## [EXERCISE REQUIREMENTS]
From the line with "Might you point out the woman holding" down to the final line of the material below, quote every line exactly and leave out all lines before it.

◇ ◇ ◇

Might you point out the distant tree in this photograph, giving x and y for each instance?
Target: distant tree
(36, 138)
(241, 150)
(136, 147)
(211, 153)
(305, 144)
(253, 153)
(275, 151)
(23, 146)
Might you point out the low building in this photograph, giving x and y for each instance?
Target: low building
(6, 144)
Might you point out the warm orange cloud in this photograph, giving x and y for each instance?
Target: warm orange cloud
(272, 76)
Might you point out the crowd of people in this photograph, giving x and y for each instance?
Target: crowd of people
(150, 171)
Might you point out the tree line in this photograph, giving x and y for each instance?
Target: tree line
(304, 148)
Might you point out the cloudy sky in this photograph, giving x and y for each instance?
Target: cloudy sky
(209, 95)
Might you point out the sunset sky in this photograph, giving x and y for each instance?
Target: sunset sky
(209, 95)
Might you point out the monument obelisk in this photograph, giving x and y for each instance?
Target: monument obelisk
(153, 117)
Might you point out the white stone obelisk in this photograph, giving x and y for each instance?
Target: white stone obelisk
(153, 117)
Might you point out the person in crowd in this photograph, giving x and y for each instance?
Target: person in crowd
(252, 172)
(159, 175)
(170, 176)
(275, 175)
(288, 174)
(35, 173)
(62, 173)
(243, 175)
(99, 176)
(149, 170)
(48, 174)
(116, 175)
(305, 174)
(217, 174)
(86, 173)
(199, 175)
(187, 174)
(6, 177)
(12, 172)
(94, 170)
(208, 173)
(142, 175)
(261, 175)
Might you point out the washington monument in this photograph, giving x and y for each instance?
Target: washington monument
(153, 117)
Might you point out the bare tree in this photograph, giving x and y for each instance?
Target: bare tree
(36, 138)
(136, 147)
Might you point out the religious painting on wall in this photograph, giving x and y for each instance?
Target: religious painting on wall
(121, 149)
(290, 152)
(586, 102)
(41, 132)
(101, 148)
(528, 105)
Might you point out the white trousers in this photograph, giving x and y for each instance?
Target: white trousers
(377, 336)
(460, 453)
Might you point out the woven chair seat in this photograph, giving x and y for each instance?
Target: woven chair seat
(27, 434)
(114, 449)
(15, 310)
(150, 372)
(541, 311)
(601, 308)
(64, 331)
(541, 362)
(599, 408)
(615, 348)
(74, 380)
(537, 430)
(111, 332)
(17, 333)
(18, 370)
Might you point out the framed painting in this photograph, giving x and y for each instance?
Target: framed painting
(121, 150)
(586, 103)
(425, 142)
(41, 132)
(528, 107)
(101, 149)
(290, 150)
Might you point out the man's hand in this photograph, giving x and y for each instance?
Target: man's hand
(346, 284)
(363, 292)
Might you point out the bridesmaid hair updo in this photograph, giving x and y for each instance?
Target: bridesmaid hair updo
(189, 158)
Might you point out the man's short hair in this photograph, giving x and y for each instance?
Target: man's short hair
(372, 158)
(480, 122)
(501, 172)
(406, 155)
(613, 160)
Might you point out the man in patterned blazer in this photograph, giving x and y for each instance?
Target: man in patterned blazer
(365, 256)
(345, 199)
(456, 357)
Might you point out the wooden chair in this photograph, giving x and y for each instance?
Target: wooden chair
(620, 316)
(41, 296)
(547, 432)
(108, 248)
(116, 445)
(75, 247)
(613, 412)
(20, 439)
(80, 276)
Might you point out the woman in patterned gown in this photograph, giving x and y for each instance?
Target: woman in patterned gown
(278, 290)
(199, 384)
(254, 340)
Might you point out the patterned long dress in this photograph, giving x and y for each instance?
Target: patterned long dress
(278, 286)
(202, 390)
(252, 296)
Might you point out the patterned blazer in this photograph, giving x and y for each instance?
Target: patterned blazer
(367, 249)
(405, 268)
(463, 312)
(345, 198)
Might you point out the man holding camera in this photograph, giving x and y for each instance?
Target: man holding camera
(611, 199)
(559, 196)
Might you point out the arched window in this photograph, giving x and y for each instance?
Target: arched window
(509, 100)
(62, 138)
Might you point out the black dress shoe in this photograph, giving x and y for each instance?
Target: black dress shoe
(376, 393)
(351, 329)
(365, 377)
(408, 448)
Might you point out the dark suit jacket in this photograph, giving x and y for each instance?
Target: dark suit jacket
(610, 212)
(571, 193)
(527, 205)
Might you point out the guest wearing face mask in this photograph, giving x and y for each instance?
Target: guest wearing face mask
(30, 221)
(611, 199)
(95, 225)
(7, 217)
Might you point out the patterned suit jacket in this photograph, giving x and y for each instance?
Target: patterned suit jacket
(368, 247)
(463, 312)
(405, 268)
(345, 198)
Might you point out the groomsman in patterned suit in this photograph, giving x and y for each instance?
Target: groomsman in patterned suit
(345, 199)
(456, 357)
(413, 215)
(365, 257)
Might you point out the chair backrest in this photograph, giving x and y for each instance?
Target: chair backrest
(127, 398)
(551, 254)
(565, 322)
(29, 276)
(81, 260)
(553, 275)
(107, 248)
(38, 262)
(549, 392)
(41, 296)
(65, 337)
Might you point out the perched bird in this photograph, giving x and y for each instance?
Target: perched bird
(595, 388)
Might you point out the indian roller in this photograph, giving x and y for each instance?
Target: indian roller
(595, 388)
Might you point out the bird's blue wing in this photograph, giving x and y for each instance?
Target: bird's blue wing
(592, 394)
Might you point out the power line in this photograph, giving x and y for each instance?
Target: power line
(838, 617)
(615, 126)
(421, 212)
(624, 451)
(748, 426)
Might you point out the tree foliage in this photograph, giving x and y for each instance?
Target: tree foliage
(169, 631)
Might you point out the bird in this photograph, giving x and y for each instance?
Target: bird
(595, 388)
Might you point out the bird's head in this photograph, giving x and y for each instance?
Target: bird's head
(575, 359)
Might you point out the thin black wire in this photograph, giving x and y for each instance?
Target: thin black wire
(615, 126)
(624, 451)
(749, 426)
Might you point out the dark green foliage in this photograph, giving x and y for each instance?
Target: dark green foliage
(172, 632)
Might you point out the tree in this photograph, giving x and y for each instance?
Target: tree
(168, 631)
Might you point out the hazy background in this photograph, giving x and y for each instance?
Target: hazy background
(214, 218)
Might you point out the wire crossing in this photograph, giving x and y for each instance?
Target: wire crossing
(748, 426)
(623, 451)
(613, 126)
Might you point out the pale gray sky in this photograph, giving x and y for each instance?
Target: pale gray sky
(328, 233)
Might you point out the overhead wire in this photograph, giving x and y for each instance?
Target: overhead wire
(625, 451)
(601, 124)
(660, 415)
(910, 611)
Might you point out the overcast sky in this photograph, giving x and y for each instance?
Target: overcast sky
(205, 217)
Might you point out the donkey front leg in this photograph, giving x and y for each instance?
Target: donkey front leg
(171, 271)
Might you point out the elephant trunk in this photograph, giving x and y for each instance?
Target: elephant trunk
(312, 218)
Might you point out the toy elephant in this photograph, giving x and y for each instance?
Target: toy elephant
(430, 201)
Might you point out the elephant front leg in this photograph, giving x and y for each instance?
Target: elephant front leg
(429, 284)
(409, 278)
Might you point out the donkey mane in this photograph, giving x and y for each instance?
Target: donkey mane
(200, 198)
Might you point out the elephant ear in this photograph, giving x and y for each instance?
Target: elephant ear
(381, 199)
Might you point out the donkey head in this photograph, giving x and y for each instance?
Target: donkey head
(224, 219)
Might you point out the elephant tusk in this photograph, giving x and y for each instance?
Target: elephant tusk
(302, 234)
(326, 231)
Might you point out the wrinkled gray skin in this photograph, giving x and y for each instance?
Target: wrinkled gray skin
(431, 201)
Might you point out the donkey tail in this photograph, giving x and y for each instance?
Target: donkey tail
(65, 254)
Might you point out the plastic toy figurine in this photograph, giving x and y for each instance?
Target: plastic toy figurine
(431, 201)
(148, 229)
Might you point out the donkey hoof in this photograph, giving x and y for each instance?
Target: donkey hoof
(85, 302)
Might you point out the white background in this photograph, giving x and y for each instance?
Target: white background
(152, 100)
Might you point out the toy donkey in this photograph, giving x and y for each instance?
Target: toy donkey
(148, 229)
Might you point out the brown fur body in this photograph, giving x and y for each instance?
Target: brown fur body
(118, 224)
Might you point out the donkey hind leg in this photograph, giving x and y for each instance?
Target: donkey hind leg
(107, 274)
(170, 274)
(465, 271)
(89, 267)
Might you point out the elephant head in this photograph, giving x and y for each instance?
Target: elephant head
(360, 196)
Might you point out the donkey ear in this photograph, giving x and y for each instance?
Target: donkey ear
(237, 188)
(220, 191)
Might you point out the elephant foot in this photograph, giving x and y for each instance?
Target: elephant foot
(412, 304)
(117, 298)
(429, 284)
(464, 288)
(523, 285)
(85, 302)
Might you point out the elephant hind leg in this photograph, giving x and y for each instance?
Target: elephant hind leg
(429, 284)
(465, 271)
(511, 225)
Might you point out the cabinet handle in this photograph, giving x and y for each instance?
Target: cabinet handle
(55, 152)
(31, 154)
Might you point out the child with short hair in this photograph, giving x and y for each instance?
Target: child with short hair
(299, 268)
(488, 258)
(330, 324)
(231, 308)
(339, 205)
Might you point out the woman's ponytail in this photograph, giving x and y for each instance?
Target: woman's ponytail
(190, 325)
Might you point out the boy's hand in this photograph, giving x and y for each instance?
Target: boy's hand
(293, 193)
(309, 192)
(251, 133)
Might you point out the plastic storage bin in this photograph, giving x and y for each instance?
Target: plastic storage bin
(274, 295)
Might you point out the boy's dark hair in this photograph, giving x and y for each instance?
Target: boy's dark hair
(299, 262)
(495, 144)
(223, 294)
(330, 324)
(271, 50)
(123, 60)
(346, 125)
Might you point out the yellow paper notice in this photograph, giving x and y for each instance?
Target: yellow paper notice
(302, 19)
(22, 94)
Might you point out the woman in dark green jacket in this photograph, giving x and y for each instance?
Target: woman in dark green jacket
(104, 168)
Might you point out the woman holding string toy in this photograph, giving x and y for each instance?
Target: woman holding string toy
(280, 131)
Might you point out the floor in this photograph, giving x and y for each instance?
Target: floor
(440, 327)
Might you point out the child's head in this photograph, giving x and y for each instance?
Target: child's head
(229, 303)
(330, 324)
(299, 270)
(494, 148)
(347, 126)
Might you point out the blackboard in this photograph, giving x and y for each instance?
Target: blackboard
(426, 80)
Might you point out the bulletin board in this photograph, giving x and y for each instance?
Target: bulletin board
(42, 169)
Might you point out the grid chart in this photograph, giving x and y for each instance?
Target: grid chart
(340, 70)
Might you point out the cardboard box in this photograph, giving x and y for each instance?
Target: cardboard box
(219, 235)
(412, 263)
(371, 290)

◇ ◇ ◇

## [OUTPUT]
Might you point out the woman holding string toy in this photograph, giving x and y for each instance?
Target: woman holding string toy
(280, 131)
Might you point out the floor in this photograph, giving x and y for each instance?
Target: floor
(440, 327)
Might you point out the child's head in this photograph, giving x and y for each instance?
Target: child's head
(229, 303)
(330, 324)
(299, 270)
(494, 148)
(347, 126)
Might you point out the blackboard in this photograph, giving x and y for each instance?
Target: blackboard
(426, 80)
Might you point out the bulletin board in this photograph, giving x and y for each instance?
Target: bulletin board
(42, 169)
Might you point out the grid chart in this photograph, giving x and y for each instance?
Target: grid chart
(340, 70)
Might you point out the cardboard box in this photograph, giving x and y for each instance?
Target: cardboard box
(219, 235)
(412, 263)
(371, 290)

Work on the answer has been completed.